====== PROVIDED INFORMATION
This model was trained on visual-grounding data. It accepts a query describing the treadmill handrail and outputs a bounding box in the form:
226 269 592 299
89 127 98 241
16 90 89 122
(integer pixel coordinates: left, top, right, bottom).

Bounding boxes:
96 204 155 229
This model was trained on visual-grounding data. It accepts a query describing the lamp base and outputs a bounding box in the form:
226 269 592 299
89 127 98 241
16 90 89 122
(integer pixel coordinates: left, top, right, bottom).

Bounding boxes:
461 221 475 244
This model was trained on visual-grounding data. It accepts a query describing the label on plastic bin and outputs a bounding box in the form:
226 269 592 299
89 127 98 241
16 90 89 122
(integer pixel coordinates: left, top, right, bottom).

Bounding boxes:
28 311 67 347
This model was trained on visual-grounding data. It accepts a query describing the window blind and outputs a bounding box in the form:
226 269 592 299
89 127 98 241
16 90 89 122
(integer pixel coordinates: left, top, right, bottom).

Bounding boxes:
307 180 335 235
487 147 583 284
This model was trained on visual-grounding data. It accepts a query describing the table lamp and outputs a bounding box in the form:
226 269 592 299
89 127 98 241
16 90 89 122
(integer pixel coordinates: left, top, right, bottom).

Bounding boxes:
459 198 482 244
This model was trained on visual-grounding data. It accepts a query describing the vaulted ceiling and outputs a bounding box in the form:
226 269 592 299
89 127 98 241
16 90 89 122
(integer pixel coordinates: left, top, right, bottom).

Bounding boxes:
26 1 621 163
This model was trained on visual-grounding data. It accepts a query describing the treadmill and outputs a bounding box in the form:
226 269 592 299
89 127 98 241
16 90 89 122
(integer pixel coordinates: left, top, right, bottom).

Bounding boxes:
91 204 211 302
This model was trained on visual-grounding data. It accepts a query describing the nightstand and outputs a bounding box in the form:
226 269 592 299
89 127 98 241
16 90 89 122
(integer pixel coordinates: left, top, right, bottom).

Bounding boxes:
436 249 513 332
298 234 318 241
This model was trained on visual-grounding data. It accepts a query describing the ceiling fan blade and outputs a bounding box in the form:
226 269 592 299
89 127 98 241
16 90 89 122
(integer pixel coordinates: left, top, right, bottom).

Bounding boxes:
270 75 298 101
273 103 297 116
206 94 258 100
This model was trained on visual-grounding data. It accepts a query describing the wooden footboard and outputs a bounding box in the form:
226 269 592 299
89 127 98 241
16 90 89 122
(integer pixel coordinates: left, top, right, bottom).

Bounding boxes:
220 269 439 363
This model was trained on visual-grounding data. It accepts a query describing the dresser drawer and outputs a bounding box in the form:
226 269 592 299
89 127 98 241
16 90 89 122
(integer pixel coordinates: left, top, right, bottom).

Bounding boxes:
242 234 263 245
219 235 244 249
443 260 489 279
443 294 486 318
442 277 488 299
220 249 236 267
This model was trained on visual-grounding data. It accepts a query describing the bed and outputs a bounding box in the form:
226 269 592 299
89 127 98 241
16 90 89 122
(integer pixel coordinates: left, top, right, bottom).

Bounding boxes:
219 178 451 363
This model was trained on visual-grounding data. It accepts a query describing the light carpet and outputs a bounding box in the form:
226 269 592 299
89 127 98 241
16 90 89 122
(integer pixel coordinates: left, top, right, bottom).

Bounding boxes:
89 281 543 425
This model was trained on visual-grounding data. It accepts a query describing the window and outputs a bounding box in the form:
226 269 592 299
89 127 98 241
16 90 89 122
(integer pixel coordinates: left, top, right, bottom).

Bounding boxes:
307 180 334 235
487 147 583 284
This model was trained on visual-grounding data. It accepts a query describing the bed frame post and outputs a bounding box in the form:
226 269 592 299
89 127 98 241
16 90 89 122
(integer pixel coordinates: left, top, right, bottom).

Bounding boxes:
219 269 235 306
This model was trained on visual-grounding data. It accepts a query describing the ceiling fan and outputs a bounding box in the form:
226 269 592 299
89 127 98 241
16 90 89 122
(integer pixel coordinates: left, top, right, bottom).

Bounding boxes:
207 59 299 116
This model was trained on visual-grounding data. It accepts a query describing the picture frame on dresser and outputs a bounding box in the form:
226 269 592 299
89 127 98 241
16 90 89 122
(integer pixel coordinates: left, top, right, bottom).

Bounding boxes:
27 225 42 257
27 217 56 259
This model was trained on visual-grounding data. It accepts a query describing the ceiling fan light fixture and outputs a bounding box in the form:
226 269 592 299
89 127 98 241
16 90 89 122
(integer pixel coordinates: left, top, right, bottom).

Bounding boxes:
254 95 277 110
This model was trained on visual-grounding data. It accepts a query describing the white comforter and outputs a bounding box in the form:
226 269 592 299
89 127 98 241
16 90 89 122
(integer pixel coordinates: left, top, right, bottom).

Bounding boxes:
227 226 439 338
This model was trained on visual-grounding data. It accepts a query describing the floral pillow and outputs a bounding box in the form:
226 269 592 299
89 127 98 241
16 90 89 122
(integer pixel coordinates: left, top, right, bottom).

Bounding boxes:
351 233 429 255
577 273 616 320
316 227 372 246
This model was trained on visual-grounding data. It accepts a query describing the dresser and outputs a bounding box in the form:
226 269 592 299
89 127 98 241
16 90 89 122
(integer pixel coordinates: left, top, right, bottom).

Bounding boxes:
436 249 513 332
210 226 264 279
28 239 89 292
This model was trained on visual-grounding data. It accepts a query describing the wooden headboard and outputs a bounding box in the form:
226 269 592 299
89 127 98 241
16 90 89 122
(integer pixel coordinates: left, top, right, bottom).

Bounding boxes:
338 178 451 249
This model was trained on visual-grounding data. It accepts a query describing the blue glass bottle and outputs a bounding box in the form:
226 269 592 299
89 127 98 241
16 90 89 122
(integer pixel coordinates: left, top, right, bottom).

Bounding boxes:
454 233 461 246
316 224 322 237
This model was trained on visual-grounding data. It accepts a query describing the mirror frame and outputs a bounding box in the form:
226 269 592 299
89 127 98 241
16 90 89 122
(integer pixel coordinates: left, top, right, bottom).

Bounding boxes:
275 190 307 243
============
WHAT IS NEEDED. Output the data above exactly, please, line for line.

TASK RESPONSE.
This model was trained on visual-grounding data. It accepts a query describing the treadmill handrail and outputs a bounding box in the form:
226 269 592 299
89 127 98 241
16 90 89 122
(integer pixel coordinates: left, top, right, bottom).

Bounding boxes:
96 204 155 229
This model was trained on visual-grounding data. It accepts a query describing the lamp base and outputs a bounding box in the form:
226 269 592 299
89 127 98 241
16 90 89 122
(integer pixel coordinates: left, top, right, bottom).

Bounding boxes:
461 221 475 244
This model was trained on visual-grounding data. It accepts a query describing the label on plastic bin and outputs a bounding box in the form:
226 269 592 299
89 127 98 241
16 90 89 122
(integer pixel coordinates: left, top, right, bottom).

Bounding boxes:
28 311 67 347
This model was trained on visual-grounding data. It accepts a query describing the window blind and outputs a bounding box in the form:
226 269 592 299
89 127 98 241
16 90 89 122
(integer pixel coordinates: left, top, right, bottom).

Bounding boxes:
307 180 335 235
487 147 583 284
This model was trained on visual-grounding data. It accepts a query describing the table lamp and outputs a bounding box in the form:
226 269 592 299
89 127 98 241
16 90 89 122
(integer pixel coordinates: left, top, right, bottom).

Bounding boxes:
459 198 482 244
This model was trained on visual-grounding data. It accepts a query describing the vaulted ceiling and outputs a bounding box in the form:
226 269 592 299
89 127 98 241
16 90 89 122
(integer pixel coordinates: left, top, right, bottom).

Bounding boxes:
26 1 621 163
This model was trained on visual-grounding data. It accepts a query describing the treadmill and outputs a bounding box in the form:
226 269 592 299
89 127 98 241
16 90 89 122
(integer pixel coordinates: left, top, right, bottom).

Bounding boxes:
91 204 211 302
This model was trained on visual-grounding data. It accepts a query describing the nightstand and outputs a bounding box in the form:
226 269 592 299
89 127 98 241
16 90 89 122
(integer pixel coordinates: left, top, right, bottom).

Bounding boxes:
436 249 513 332
298 234 318 241
This model was trained on visual-grounding data. It accepts a query describing the ceiling fan blade and outputs a bounding box in the form:
226 269 592 299
89 127 98 241
16 90 89 122
(integer pixel coordinates: left, top, right, bottom).

Bounding boxes:
270 75 298 101
273 103 297 116
206 94 258 100
This model was trained on visual-grounding data. It accepts a query describing the wooden footboard and outputs a bounding box in the form:
226 269 592 299
89 127 98 241
16 90 89 122
(integer pixel coordinates: left, top, right, bottom).

Bounding boxes:
220 269 439 363
This model was trained on visual-grounding data. It accepts a query describing the dresser drawer and outputs a bounding box in the form:
226 269 592 299
89 127 98 241
16 90 89 122
(integer pixel coordinates: left, top, right, bottom).

Bounding boxes:
242 234 263 245
219 235 244 249
443 260 489 279
443 294 486 318
442 277 488 299
220 249 236 267
This model was trained on visual-grounding data. It accepts a query describing the bed and outputs a bounding box in the form:
226 269 592 299
89 127 98 241
16 90 89 122
(integer pixel coordinates: left, top, right, bottom).

Bounding boxes:
219 178 451 363
This model was trained on visual-grounding data. It accepts a query describing the light carpet and outputs a bounding box in the form:
226 269 592 299
89 127 98 241
16 90 89 122
(integer pixel coordinates: left, top, right, bottom).

Bounding boxes:
89 281 543 425
This model was trained on visual-grounding data. It accepts a query describing the window and outputs a bounding box in the form:
226 269 592 299
89 127 98 241
16 90 89 122
(integer pixel coordinates: left, top, right, bottom).

Bounding boxes:
307 180 334 235
487 147 583 284
This model was trained on visual-grounding data. It accepts a query describing the bed frame post and outputs a bounding box in the form:
226 269 592 299
89 127 98 241
16 90 89 122
(integer pixel coordinates: left, top, right, bottom).

Bounding boxes:
219 269 235 306
This model was trained on visual-grounding data. It accepts a query describing the ceiling fan and outputs a bounding box in the form:
226 269 592 299
89 127 98 241
16 90 89 122
(integer pixel coordinates: left, top, right, bottom).

Bounding boxes:
207 59 299 116
This model was trained on visual-grounding data. It accepts a query describing the picture frame on dresser and outputs a bounding box in the form:
226 269 592 299
89 127 98 241
16 90 89 122
(integer pixel coordinates: left, top, right, bottom).

Bounding boxes:
27 225 42 257
27 217 56 259
This model was trained on visual-grounding data. It accepts a query describing the ceiling fan light fixture and outputs a bounding box in the form:
226 269 592 299
89 127 98 241
16 90 89 122
(integer pixel coordinates: left, top, right, bottom).

Bounding boxes:
254 95 277 110
This model was trained on visual-grounding data. It accepts a query describing the white comforter and outputs a bounding box in the form:
226 269 592 299
89 127 98 241
16 90 89 122
(integer pixel coordinates: left, top, right, bottom).

Bounding boxes:
227 226 439 338
This model was trained on visual-grounding data. It accepts a query describing the floral pillow and outputs a bounding box in the form:
226 269 592 299
89 127 98 241
16 90 89 122
(integer pixel coordinates: left, top, right, bottom).

Bounding boxes:
351 233 429 255
577 273 616 320
316 227 372 246
This model was trained on visual-grounding data. It accepts a query describing the dresser and outputs a bounding box in the form:
226 269 592 299
89 127 98 241
16 90 89 122
(integer pixel coordinates: left, top, right, bottom).

Bounding boxes:
436 249 513 332
210 226 264 279
28 239 89 292
This model was trained on visual-grounding data. It accepts a query describing the wooden headboard and outputs a bounding box in the form:
226 269 592 299
89 127 98 241
16 90 89 122
(integer pixel coordinates: left, top, right, bottom).

Bounding boxes:
338 178 451 249
This model was trained on visual-grounding data. It accepts a query describing the blue glass bottle and outputs a bounding box in the form:
226 269 592 299
89 127 98 241
16 90 89 122
(integer pixel coordinates: left, top, right, bottom).

Bounding boxes:
454 233 461 246
316 224 322 237
This model was trained on visual-grounding data. It accepts a query describing the mirror frame and outputs a bounding box in the form:
226 269 592 299
89 127 98 241
16 90 89 122
(integer pixel coordinates: left, top, right, bottom).

Bounding boxes:
275 190 307 243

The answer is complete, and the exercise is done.